- _Problem to solve_: Lay out the rows below as a Markdown table with the columns Number and Line text, giving each line a number and skipping blank lines. Begin at the line that has "Ground the water", stop after the line that has "583, 490, 779, 620", and include no other lines.

- _Available records_:
########
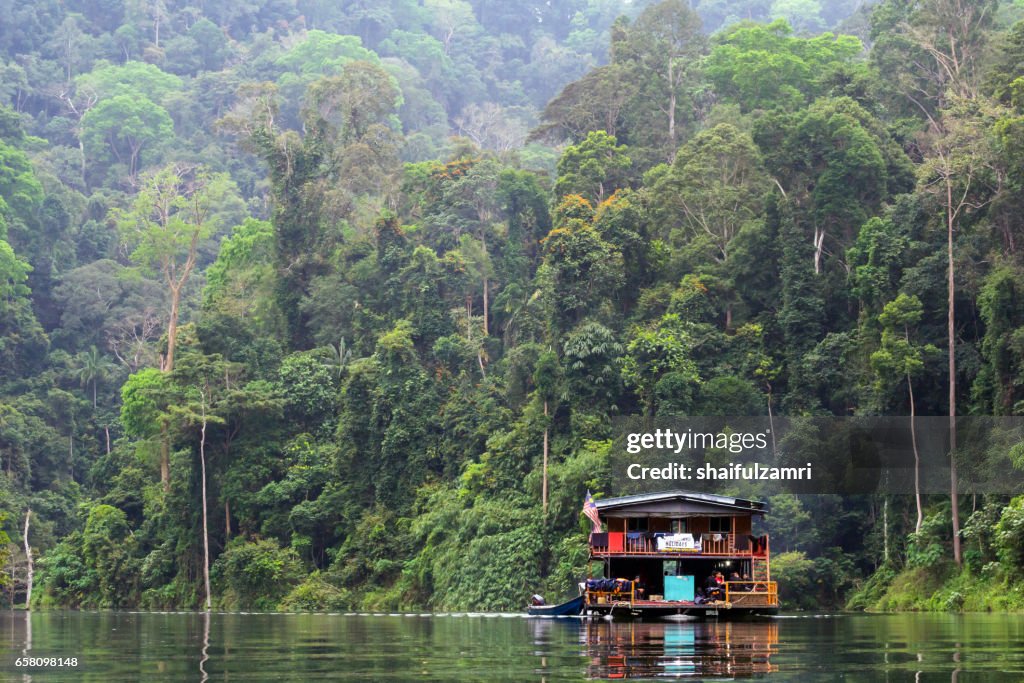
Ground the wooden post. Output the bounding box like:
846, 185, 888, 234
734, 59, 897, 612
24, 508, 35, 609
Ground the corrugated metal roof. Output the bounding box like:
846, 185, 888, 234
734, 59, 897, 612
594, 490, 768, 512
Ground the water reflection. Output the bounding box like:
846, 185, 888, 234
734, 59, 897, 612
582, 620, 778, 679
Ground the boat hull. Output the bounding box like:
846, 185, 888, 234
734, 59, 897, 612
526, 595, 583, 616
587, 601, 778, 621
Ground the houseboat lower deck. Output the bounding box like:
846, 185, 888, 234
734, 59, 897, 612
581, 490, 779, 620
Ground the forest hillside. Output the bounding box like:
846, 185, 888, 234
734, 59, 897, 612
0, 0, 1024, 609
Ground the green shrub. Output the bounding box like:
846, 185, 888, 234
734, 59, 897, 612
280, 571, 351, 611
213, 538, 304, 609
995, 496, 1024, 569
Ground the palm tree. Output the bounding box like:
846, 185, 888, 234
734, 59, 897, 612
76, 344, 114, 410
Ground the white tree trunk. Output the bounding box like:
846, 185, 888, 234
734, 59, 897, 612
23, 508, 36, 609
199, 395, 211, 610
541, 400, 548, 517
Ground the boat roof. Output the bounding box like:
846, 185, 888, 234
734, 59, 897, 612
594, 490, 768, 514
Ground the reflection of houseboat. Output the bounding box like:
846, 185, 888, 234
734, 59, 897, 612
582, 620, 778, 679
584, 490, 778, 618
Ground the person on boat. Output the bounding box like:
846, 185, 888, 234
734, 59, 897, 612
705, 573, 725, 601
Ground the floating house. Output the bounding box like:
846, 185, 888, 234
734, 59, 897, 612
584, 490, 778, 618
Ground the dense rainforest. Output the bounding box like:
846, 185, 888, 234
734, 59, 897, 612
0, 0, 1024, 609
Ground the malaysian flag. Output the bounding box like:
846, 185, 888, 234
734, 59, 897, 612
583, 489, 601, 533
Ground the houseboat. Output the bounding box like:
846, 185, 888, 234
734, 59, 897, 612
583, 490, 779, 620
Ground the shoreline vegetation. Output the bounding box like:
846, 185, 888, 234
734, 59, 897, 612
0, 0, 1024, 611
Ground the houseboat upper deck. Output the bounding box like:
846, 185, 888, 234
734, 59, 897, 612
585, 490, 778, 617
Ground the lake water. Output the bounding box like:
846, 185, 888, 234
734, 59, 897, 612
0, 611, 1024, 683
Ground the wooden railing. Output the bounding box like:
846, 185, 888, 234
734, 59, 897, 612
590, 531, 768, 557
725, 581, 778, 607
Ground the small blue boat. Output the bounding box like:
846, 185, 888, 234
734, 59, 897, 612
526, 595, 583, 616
########
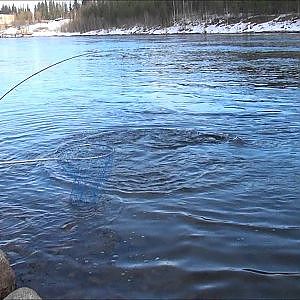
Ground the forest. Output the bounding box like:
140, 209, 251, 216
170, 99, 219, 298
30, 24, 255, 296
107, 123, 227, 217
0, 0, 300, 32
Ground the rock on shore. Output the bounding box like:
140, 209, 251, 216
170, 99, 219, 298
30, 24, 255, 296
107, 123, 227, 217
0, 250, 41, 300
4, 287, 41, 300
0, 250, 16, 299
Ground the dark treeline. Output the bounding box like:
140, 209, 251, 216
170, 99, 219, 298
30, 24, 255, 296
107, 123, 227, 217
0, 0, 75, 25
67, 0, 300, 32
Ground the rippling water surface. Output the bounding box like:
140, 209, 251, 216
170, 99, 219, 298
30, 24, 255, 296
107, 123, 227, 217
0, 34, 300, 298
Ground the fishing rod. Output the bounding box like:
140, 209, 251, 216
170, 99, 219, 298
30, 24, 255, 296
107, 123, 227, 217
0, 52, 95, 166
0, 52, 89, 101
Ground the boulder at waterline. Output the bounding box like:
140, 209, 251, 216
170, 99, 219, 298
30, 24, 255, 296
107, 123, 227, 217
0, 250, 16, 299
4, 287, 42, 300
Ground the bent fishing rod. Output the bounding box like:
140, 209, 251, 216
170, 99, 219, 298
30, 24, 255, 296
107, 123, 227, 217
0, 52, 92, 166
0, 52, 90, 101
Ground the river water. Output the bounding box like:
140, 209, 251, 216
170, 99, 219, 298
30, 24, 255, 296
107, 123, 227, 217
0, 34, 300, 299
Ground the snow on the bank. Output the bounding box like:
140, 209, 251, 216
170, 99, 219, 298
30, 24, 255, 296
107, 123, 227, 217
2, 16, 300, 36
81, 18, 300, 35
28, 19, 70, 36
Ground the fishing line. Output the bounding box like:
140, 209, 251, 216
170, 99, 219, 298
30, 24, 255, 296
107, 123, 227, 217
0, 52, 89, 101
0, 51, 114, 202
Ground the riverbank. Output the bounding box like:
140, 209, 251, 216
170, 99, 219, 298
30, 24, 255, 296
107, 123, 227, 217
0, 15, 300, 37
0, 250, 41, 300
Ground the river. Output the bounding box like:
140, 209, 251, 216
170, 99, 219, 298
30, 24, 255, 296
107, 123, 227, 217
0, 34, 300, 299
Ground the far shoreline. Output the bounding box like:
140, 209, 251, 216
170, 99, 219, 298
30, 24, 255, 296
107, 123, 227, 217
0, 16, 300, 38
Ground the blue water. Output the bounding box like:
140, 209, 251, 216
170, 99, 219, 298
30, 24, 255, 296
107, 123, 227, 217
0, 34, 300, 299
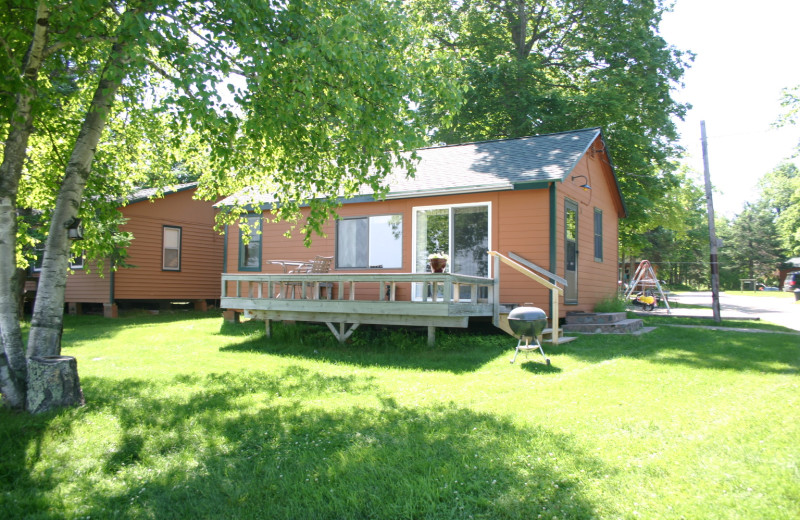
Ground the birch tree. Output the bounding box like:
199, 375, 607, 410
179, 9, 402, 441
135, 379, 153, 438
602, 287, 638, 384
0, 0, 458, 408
########
- _Written answer_:
| Number | Line text |
|---|---|
| 1 | Ground the water reflection. Output the bounding box like: |
| 2 | 846, 185, 888, 234 |
| 3 | 734, 59, 897, 612 |
| 4 | 582, 620, 778, 679 |
| 5 | Ground the boat hull. Output the bounding box like: |
| 6 | 846, 185, 888, 234 |
| 7 | 734, 59, 897, 612 |
| 8 | 526, 595, 583, 616 |
| 9 | 587, 601, 778, 621 |
| 10 | Ground the houseboat lower deck. Output the bounding box like: |
| 11 | 846, 185, 888, 234 |
| 12 | 734, 59, 897, 612 |
| 13 | 581, 490, 779, 620 |
| 14 | Ground the forest hillside. Output the bounding box like: |
| 15 | 846, 185, 888, 234 |
| 16 | 734, 59, 897, 612 |
| 17 | 0, 0, 1024, 609 |
| 18 | Ground the green shrub. Output the bounding box like: |
| 19 | 846, 185, 888, 234 |
| 20 | 734, 59, 897, 612 |
| 21 | 280, 571, 351, 611 |
| 22 | 213, 538, 304, 609 |
| 23 | 995, 496, 1024, 569 |
| 24 | Ground the palm tree. Output the bounding box like: |
| 25 | 846, 185, 888, 234 |
| 26 | 734, 59, 897, 612 |
| 27 | 76, 344, 114, 410 |
| 28 | Ground the white tree trunk. Output the bounding box like: |
| 29 | 846, 185, 888, 234 |
| 30 | 734, 59, 897, 612 |
| 31 | 23, 508, 36, 609 |
| 32 | 199, 395, 211, 610 |
| 33 | 541, 400, 548, 517 |
| 34 | Ground the boat roof. Output the bounding box like: |
| 35 | 846, 185, 888, 234 |
| 36 | 734, 59, 897, 612 |
| 37 | 594, 490, 768, 514 |
| 38 | Ground the reflection of houseboat. Output the bounding box like: |
| 39 | 846, 185, 888, 234 |
| 40 | 734, 59, 897, 612 |
| 41 | 582, 620, 778, 679 |
| 42 | 584, 490, 778, 618 |
| 43 | Ground the person on boat. Output the bounding box like: |
| 44 | 846, 185, 888, 234 |
| 45 | 734, 59, 897, 612 |
| 46 | 705, 573, 725, 601 |
| 47 | Ground the floating house. Output the bounding box like: |
| 48 | 846, 185, 888, 234 |
| 49 | 734, 59, 897, 612 |
| 50 | 584, 490, 778, 618 |
| 51 | Ground the dense rainforest. Output the bounding box like: |
| 52 | 846, 185, 888, 234 |
| 53 | 734, 59, 897, 612 |
| 54 | 0, 0, 1024, 609 |
| 55 | Ground the malaysian flag. Output the bounding box like: |
| 56 | 846, 185, 888, 234 |
| 57 | 734, 59, 897, 612 |
| 58 | 583, 489, 601, 533 |
| 59 | Ground the houseboat. Output the bounding box like: |
| 60 | 846, 185, 888, 234 |
| 61 | 734, 59, 897, 612 |
| 62 | 583, 490, 779, 620 |